# Lake Panasoffkee Florida fisihing report



## hdavis821 (Feb 20, 2017)

I use to fishing Lake Panasoffkee a lot several years ago and I was wondering what the fishing is like down there now?


----------



## Johnny (Feb 20, 2017)

call the Big Cypress Fish Camp @ (352) 444-2919


----------



## Fishizzle (Mar 10, 2017)

I fish lake Panasoffkee at least once a year, most of my life. Several years back they did a major lake restoration, dredging and clearing weeds. Ever since the water clarity has been better, and the lake is more fishable overall. The panfishing is almost always good, tons of big shellcrackers and bluegills. Bass fishing can be good depending on timing/weather. Usually ill stay at panavista lodge for several days at a time, and almost every trip we'll manage at least one or two nice bass over 5lbs. Spinnerbaits in the more open parts, topwater in the morning or evening after dark, plastic worms like sinkos or weighted jerk worms. Slow trolling live shiners through more open parts of the lake often pays off, and there are some huge longnose gar in there that might give you a tussle on a shiner.


----------



## hdavis821 (Mar 12, 2017)

When I was fishing down there they just had started dredging. There was lots of eel grass and patches of hydrilla.


----------



## Pappy (Jun 7, 2017)

Is Jim Veal still over there at Pana Vista Lodge? Good man he is.


----------

Items from a dataset
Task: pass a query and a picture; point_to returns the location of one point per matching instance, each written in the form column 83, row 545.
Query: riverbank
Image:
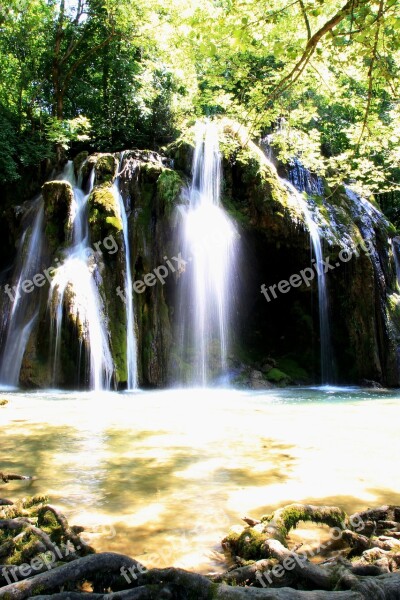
column 175, row 469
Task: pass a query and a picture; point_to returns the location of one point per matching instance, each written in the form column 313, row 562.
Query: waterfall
column 208, row 245
column 76, row 284
column 302, row 180
column 23, row 309
column 327, row 369
column 131, row 345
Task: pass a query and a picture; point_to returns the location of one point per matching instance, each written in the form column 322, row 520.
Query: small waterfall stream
column 23, row 310
column 131, row 345
column 208, row 242
column 301, row 180
column 76, row 284
column 327, row 368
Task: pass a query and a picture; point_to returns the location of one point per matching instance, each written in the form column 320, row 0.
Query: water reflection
column 171, row 471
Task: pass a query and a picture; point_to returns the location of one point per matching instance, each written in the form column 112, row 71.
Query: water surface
column 162, row 475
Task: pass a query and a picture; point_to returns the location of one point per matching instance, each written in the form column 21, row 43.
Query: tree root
column 363, row 565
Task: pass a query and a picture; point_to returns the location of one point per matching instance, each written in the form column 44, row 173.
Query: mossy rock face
column 106, row 168
column 169, row 187
column 277, row 376
column 58, row 197
column 79, row 161
column 182, row 153
column 104, row 213
column 249, row 544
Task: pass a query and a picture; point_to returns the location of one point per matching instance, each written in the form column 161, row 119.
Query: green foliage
column 71, row 130
column 277, row 376
column 322, row 78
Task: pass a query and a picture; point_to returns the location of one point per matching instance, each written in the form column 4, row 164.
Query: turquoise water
column 163, row 475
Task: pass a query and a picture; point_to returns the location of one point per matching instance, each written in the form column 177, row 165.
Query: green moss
column 79, row 160
column 249, row 544
column 58, row 197
column 104, row 216
column 48, row 522
column 106, row 168
column 169, row 186
column 286, row 519
column 277, row 376
column 292, row 369
column 115, row 222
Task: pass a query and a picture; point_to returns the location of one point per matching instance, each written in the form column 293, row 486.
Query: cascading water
column 76, row 284
column 131, row 345
column 327, row 369
column 208, row 245
column 22, row 311
column 301, row 180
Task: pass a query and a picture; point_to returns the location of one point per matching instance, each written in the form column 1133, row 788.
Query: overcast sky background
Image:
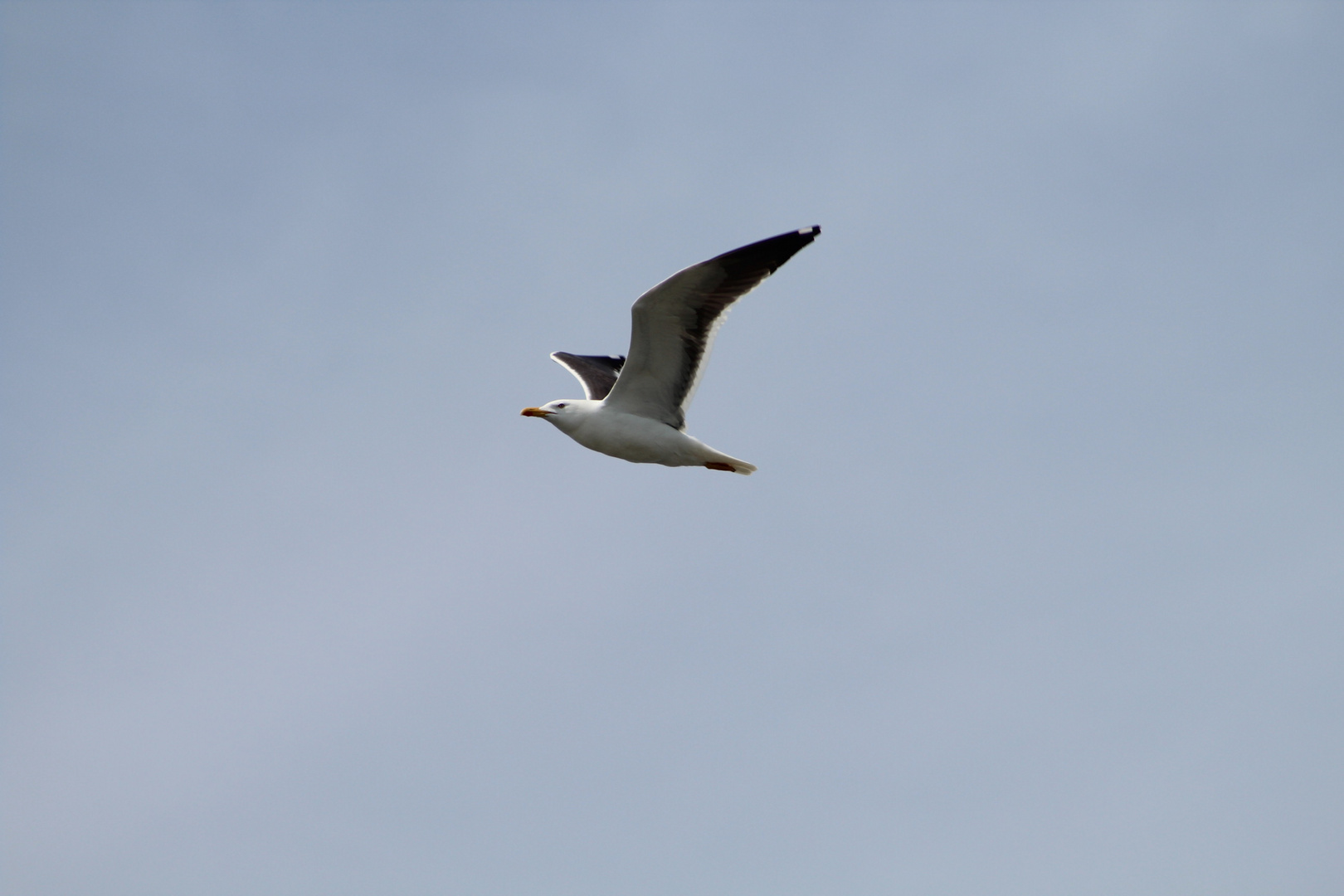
column 1038, row 590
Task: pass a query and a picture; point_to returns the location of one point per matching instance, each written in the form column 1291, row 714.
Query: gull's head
column 567, row 410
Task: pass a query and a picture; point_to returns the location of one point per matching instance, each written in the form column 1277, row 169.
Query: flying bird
column 635, row 406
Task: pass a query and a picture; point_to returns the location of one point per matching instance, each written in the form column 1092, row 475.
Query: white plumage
column 636, row 405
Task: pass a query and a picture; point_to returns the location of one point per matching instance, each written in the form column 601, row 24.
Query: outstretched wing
column 675, row 323
column 597, row 373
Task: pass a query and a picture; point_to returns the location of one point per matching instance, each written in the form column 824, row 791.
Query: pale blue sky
column 1040, row 589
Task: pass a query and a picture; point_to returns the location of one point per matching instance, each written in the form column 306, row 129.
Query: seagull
column 635, row 406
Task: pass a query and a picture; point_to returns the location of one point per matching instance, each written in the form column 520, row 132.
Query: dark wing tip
column 767, row 256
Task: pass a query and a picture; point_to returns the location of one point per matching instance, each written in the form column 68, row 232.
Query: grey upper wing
column 675, row 323
column 597, row 373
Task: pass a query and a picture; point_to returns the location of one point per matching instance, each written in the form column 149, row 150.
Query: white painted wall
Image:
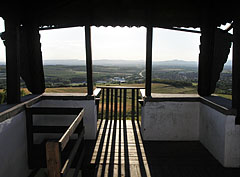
column 183, row 121
column 170, row 121
column 13, row 147
column 220, row 135
column 90, row 115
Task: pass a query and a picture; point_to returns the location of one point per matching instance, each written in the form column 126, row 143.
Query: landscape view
column 174, row 76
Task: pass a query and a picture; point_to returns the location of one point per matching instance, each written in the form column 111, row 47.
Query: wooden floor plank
column 120, row 151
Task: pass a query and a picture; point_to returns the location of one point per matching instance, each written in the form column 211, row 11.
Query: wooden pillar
column 12, row 60
column 89, row 59
column 148, row 81
column 206, row 58
column 236, row 69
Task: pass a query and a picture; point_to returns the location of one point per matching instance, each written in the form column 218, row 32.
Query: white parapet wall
column 89, row 118
column 220, row 135
column 170, row 121
column 192, row 118
column 13, row 147
column 13, row 138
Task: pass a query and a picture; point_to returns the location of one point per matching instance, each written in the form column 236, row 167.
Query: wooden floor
column 120, row 151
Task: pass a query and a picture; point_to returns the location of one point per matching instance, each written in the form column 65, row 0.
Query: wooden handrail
column 65, row 138
column 54, row 148
column 114, row 102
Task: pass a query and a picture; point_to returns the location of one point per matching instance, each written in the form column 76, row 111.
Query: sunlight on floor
column 113, row 156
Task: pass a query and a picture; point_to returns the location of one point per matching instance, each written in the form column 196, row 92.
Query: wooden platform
column 120, row 151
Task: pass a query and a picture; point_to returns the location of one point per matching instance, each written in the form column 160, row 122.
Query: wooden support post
column 12, row 61
column 236, row 69
column 53, row 159
column 148, row 81
column 89, row 59
column 206, row 58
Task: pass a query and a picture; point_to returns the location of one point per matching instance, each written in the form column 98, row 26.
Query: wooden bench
column 58, row 155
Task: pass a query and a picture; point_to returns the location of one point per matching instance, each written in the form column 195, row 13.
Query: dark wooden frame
column 54, row 148
column 148, row 80
column 115, row 102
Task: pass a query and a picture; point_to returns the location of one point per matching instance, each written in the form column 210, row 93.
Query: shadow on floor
column 120, row 151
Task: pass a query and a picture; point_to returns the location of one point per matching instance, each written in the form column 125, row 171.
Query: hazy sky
column 116, row 43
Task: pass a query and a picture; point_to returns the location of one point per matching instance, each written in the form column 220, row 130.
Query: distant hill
column 107, row 62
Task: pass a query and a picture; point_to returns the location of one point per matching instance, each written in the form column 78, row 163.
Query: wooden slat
column 107, row 103
column 54, row 110
column 124, row 103
column 133, row 103
column 137, row 103
column 236, row 69
column 72, row 154
column 12, row 44
column 115, row 104
column 103, row 98
column 120, row 87
column 53, row 159
column 97, row 92
column 65, row 138
column 29, row 123
column 120, row 104
column 89, row 59
column 111, row 104
column 148, row 81
column 49, row 129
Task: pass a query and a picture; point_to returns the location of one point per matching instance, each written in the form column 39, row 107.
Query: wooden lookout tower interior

- _Objective_: Reproduce the full Lake Panasoffkee fishing thread shown above, word for word.

- _Written response_:
# Lake Panasoffkee Florida fisihing report



## hdavis821 (Feb 20, 2017)

I use to fishing Lake Panasoffkee a lot several years ago and I was wondering what the fishing is like down there now?


----------



## Johnny (Feb 20, 2017)

call the Big Cypress Fish Camp @ (352) 444-2919


----------



## Fishizzle (Mar 10, 2017)

I fish lake Panasoffkee at least once a year, most of my life. Several years back they did a major lake restoration, dredging and clearing weeds. Ever since the water clarity has been better, and the lake is more fishable overall. The panfishing is almost always good, tons of big shellcrackers and bluegills. Bass fishing can be good depending on timing/weather. Usually ill stay at panavista lodge for several days at a time, and almost every trip we'll manage at least one or two nice bass over 5lbs. Spinnerbaits in the more open parts, topwater in the morning or evening after dark, plastic worms like sinkos or weighted jerk worms. Slow trolling live shiners through more open parts of the lake often pays off, and there are some huge longnose gar in there that might give you a tussle on a shiner.


----------



## hdavis821 (Mar 12, 2017)

When I was fishing down there they just had started dredging. There was lots of eel grass and patches of hydrilla.


----------



## Pappy (Jun 7, 2017)

Is Jim Veal still over there at Pana Vista Lodge? Good man he is.


----------